» RECORD EXTRACTS
----------

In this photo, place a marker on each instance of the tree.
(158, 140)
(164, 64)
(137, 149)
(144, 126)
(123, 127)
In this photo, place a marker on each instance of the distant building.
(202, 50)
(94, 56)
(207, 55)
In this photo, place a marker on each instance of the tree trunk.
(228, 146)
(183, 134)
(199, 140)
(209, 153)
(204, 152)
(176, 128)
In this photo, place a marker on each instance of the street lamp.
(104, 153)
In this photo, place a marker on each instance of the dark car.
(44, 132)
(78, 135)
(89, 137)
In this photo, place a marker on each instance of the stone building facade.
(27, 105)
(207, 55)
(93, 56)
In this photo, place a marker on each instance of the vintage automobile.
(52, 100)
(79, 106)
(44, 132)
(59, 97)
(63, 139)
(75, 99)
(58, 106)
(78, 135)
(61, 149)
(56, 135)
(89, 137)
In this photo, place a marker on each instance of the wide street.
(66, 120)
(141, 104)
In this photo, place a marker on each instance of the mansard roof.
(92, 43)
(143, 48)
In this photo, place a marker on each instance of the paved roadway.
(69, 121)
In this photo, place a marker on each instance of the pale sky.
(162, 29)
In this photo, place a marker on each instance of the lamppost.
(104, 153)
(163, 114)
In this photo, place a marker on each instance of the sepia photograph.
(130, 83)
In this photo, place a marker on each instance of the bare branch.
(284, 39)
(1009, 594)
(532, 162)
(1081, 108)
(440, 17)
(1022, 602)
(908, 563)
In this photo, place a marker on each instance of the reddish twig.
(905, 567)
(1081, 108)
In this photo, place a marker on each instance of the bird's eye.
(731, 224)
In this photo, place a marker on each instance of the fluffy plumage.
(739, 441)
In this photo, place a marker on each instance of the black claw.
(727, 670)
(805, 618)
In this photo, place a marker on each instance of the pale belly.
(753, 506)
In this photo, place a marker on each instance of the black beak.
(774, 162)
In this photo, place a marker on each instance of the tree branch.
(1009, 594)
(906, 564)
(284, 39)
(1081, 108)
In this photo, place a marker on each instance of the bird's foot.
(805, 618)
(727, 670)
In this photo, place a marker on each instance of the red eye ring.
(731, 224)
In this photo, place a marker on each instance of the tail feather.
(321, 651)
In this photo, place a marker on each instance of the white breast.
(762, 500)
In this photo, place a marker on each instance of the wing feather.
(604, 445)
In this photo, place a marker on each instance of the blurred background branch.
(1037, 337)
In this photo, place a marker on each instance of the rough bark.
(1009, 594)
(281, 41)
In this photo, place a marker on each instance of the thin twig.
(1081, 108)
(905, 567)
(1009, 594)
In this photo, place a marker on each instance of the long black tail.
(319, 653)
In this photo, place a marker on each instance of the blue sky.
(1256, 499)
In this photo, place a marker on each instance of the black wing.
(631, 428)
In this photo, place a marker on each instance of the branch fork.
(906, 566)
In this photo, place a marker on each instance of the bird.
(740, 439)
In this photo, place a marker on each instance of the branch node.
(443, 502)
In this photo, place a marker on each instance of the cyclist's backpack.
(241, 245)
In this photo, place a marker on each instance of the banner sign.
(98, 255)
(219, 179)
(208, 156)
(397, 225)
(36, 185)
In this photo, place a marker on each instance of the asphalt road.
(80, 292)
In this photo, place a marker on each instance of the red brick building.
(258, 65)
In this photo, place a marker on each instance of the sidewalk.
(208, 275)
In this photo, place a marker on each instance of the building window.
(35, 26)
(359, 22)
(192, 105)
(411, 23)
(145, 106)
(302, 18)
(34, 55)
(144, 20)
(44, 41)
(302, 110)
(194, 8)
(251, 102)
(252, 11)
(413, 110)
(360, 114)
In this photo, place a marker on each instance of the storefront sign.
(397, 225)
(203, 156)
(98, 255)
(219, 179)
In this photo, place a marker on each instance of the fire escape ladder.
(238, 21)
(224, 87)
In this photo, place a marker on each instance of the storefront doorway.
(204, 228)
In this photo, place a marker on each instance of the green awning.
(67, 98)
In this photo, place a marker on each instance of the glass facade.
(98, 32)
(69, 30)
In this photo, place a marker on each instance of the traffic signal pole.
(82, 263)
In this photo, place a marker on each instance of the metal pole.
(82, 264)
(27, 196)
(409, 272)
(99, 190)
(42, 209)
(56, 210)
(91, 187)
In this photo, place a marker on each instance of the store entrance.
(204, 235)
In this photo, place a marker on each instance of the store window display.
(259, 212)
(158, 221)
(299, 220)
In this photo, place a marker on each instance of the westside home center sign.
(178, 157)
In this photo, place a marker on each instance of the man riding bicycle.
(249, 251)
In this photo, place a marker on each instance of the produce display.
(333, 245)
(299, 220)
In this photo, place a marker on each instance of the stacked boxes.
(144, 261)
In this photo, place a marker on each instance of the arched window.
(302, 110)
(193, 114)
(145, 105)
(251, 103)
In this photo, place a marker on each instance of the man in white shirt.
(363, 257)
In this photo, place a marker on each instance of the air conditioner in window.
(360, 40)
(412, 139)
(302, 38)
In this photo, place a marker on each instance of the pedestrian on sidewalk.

----------

» EXERCISE INSTRUCTIONS
Write the whole of the material out again, exactly.

» RESULT FOR THIS TASK
In this photo, place a marker on each instance of the tree.
(158, 140)
(164, 64)
(137, 149)
(144, 126)
(123, 127)
In this photo, place a marker on each instance of the distant building.
(202, 50)
(94, 56)
(207, 55)
In this photo, place a marker on each instance of the tree trunk.
(228, 146)
(183, 134)
(199, 140)
(209, 153)
(204, 152)
(176, 128)
In this photo, place a marker on each instance of the street lamp.
(104, 153)
In this photo, place a marker on each instance of the dark car.
(44, 132)
(78, 135)
(89, 137)
In this photo, place a marker on each instance of the stone building facade.
(27, 105)
(207, 55)
(93, 56)
In this photo, place a marker on each instance of the vintage automobile.
(52, 100)
(79, 106)
(44, 132)
(59, 97)
(63, 139)
(75, 99)
(58, 106)
(78, 135)
(61, 149)
(56, 135)
(89, 137)
In this photo, place a marker on each instance of the wide street.
(66, 120)
(141, 104)
In this photo, place a marker on each instance of the mansard roof.
(92, 43)
(143, 48)
In this photo, place a marker on each instance of the paved roadway.
(69, 121)
In this photo, place a marker on each instance of the pale sky.
(162, 29)
In this photo, place a marker on each instance of the lamppost.
(104, 153)
(163, 114)
In this photo, place a marker on each instance of the sepia photograph.
(130, 83)
In this photo, place a marker on each instance of the bare branch.
(284, 39)
(1009, 594)
(532, 162)
(1081, 108)
(440, 17)
(1022, 602)
(908, 563)
In this photo, place a marker on each instance of the reddish twig.
(905, 567)
(1081, 108)
In this photo, place a marker on each instance of the bird's eye.
(731, 224)
In this photo, place a marker on each instance of the fluffy plumage.
(739, 441)
In this photo, place a marker on each instance of the black claw.
(727, 670)
(805, 618)
In this photo, place a marker on each instance of the pale belly.
(753, 506)
In this photo, place a marker on each instance of the black beak.
(774, 162)
In this photo, place a marker on each instance of the tree branch.
(1009, 594)
(906, 564)
(284, 39)
(1081, 108)
In this photo, place a marker on each instance of the bird's foot.
(805, 618)
(727, 670)
In this photo, place a marker on each instance of the red eye ring.
(731, 224)
In this photo, place a marker on each instance of the tail feather.
(321, 651)
In this photo, place a marker on each instance of the white breast.
(762, 500)
In this photo, place a marker on each instance of the wing feather.
(604, 445)
In this photo, place a marker on each instance of the blurred background branch.
(1037, 337)
In this photo, place a marker on each instance of the rough bark.
(1009, 594)
(281, 41)
In this photo, place a marker on each instance of the thin twig.
(1081, 108)
(905, 567)
(1009, 594)
In this photo, place a marker on each instance of the long black tail.
(319, 653)
In this photo, place a marker on each instance of the blue sky.
(1256, 499)
In this photo, place a marker on each instance of the black wing.
(631, 428)
In this photo, place a marker on each instance of the branch fork.
(906, 566)
In this photo, place a marker on each instance of the bird.
(740, 439)
In this photo, place a marker on each instance of the branch node.
(443, 502)
In this photo, place a marker on each instance of the cyclist's backpack.
(241, 245)
In this photo, place a marker on each instance of the banner sign.
(98, 255)
(219, 179)
(208, 156)
(397, 225)
(36, 185)
In this photo, place a marker on each instance of the asphalt road.
(80, 292)
In this photo, place a marker on each instance of the red brick building.
(258, 65)
In this photo, place a marker on each instance of the sidewalk.
(208, 275)
In this photo, place a marker on each instance of the building window.
(35, 26)
(359, 22)
(192, 105)
(411, 23)
(145, 106)
(302, 18)
(34, 55)
(144, 20)
(44, 41)
(302, 110)
(194, 8)
(251, 102)
(252, 11)
(413, 110)
(360, 114)
In this photo, place a marker on each instance of the storefront sign.
(397, 225)
(203, 156)
(98, 255)
(219, 179)
In this photo, place a marker on each instance of the fire escape ladder.
(238, 21)
(224, 87)
In this photo, place a marker on each instance of the storefront doorway.
(204, 228)
In this photo, place a marker on each instance of the green awning.
(67, 98)
In this photo, place a marker on each instance of the glass facade.
(98, 32)
(69, 30)
In this photo, place a marker on each instance of the traffic signal pole.
(82, 263)
In this photo, place a marker on each instance of the metal pole.
(82, 264)
(27, 196)
(409, 272)
(99, 190)
(42, 209)
(56, 210)
(91, 187)
In this photo, place a marker on each instance of the store entrance.
(204, 235)
In this photo, place a marker on each instance of the store window display.
(259, 212)
(158, 221)
(299, 220)
In this photo, place a marker on each instance of the westside home center sign.
(178, 157)
In this photo, place a marker on each instance of the man riding bicycle.
(249, 251)
In this photo, place a marker on each instance of the produce display.
(333, 245)
(299, 220)
In this photo, place a marker on each instance of the stacked boxes.
(144, 261)
In this photo, place a marker on each instance of the arched window.
(302, 110)
(193, 114)
(145, 105)
(251, 103)
In this photo, place a marker on each instance of the man in white shirt.
(363, 257)
In this photo, place a marker on each instance of the air conditioner in window.
(360, 40)
(412, 139)
(302, 38)
In this photo, place a marker on each instance of the pedestrian on sidewalk.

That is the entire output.